* **要做的事**
1) 在下面梁立基的回忆文章里，他家客厅挂的横幅上写着哪四个字？
2) 请接着下面梁立基这篇回忆文章的最后一段往下写。

编者按:百余年来,北京大学始终与国家和民族同呼吸、共命运。特别是北大的广大离退休老同志在劈波斩浪中开拓前进,在披荆斩棘中开辟天地,他们的功业载入史册,他们的精神历久弥新。这里是北大一批老同志的回忆文章。他们的回忆,从不同的侧面,勾画出北京大学的发展历程,记述了许多鲜为人知的故事,是了解北大历史,乃至中国高等教育史的珍贵史料,也为我们理解北大传统、传承北大精神提供了一本生动的教科书。这是一封穿越时空的来信,更是一份矢志报国、不懈奋斗的青春宣言。
个人简介:梁立基,1927年生于印度尼西亚万隆,北京大学外国语学院教授。1951年进入北大学习,1954年毕业后留校任教,主要从事印度尼西亚语言、文化,中国与印度尼西亚、中国与马来西亚文化交流史,以及东方文学等方面的研究。
梁立基
海外血雨腥风中的青少年时代
海德格尔说过,人是被抛入这个世界的。我们无法选择生于什么时代、什么国家和什么家庭,但来到世界之后,可以通过自己的努力和奋斗去改变自己的人生命运。
我是1927年来到这个世界的,出生在印度尼西亚万隆市一个华侨商人家庭。当时正值国难当头和民族存亡的危急时刻,我的幼年和青年是在“九一八”事变、“七七”事变、太平洋战争和印度尼西亚民族独立“八月革命”的血雨腥风中度过的。
我的父亲梁尚琼是一位爱国侨领,他从小就教育我:“国家兴亡,匹夫有责。”我家客厅里挂的横幅是岳飞写的“还我河山”四个大字。我在万隆中华学校念书时也受到爱国主义教育,老师经常讲抗战的故事。我还特别喜欢唱抗战歌曲,记得每次唱《松花江上》和《八百壮士》时都会激动得热泪盈眶。在家庭和学校教育的熏陶下,我从小就有强烈的民族忧患意识,决心要为振兴中华奉献自己的一生。
“七七”事变后,在荷兰殖民统治下,万隆的爱国华侨只能以赈灾的名义进行募捐来大力支援祖国的抗日战争。当时万隆成立了华侨慈善委员会,我父亲是主要领导人之一。我也想以实际行动为抗日救国做点儿事。所以一到周末,我便去慈善委员会的财务处领取募捐箱,沿街号召来往行人募捐,中午募捐完后便把募捐箱交还给财务处,当面点清我当天募到的钱数,然后写上我的名字。我感到非常欣慰和自豪,因为这意味着我也为抗日救国作出了自己小小的贡献。

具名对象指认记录

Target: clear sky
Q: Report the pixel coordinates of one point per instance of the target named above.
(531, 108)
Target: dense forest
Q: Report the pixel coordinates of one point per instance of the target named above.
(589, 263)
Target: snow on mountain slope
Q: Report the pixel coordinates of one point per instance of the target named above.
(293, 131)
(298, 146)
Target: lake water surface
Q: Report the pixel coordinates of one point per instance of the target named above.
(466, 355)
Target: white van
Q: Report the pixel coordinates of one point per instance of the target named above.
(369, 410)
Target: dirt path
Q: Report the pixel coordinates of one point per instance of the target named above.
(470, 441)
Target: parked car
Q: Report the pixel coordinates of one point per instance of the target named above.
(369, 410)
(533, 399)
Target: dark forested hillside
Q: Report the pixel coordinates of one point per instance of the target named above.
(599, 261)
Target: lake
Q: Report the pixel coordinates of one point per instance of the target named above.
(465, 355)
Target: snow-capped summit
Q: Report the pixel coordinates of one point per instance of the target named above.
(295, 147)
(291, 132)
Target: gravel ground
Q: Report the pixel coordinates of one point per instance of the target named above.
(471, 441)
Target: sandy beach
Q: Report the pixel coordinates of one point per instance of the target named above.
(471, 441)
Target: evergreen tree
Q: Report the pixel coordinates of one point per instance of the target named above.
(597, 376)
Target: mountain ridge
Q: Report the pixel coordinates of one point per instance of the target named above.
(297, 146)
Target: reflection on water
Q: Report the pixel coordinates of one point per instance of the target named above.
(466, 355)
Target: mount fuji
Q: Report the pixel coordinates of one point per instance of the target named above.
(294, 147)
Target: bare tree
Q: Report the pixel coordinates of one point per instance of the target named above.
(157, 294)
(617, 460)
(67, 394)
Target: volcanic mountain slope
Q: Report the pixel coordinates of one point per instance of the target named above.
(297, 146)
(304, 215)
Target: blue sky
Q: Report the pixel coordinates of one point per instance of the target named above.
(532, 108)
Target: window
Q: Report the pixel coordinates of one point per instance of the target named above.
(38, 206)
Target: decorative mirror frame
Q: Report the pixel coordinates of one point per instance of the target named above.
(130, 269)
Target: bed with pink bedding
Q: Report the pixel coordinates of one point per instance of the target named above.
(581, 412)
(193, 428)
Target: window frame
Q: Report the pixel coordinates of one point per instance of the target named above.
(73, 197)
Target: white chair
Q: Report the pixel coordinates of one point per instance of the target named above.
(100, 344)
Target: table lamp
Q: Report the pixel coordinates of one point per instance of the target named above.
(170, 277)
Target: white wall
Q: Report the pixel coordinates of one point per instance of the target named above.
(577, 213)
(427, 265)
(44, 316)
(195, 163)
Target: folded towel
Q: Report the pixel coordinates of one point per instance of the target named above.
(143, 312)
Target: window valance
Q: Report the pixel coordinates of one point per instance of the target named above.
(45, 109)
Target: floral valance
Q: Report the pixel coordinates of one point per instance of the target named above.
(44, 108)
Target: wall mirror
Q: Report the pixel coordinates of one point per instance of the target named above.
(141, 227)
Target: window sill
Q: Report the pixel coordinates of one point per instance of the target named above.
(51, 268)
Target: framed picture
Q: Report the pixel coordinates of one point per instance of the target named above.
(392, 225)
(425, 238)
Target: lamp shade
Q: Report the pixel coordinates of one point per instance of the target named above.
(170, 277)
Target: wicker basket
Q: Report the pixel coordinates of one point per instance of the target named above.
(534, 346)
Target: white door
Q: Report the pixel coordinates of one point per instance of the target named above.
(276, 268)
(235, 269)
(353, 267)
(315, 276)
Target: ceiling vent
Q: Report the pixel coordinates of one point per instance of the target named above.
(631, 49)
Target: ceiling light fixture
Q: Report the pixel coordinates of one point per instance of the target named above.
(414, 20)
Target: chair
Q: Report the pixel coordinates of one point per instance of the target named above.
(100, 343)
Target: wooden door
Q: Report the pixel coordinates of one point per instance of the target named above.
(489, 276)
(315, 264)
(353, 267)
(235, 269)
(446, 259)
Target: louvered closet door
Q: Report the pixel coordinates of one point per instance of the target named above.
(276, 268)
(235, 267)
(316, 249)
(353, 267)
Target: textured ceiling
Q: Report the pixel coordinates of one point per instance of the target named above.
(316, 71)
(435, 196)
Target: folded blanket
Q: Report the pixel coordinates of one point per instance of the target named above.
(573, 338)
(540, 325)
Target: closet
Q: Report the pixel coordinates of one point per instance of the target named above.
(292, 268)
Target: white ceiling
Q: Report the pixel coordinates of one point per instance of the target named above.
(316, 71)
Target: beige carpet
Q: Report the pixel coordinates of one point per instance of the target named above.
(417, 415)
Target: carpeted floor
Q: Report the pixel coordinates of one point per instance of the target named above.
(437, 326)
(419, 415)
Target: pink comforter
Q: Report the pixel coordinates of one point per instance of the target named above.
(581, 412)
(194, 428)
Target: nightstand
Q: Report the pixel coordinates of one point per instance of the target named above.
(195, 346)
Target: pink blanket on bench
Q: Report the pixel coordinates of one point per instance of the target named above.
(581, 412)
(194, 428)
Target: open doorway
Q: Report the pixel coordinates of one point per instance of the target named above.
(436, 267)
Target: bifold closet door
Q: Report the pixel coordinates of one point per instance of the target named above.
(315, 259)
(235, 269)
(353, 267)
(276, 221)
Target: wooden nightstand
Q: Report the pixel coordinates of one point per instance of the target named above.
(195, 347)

* **练习答案**
1) “还我河山”。

2)
1941年12月,太平洋战争爆发,日本帝国主义的侵略魔爪很快伸向东南亚。荷兰殖民统治下的印度尼西亚面临战争的直接威胁,城里人纷纷迁往郊外避难。我家迁到郊区山下公路旁的一间房子,在房屋后挖了一个防空洞,一听到空袭警报声,全家人便迅速躲到里面,蜷缩着一动不动。
不久,整个印度尼西亚便被日本帝国主义占领了。万隆市沦陷不到一个月,我的家便惨遭浩劫。在一个漆黑的夜晚,突然传来一阵猛烈的敲门声,几个荷枪实弹的日本宪兵气势汹汹地闯进来,把我父亲从睡梦中叫醒抓走。第二天,我们也被赶出家门,日本宪兵在我家大门上贴上封条,上面写着“敌产管理处封”。后来我才知道,我父亲是被列入“抗日分子”名单而被关进集中营的。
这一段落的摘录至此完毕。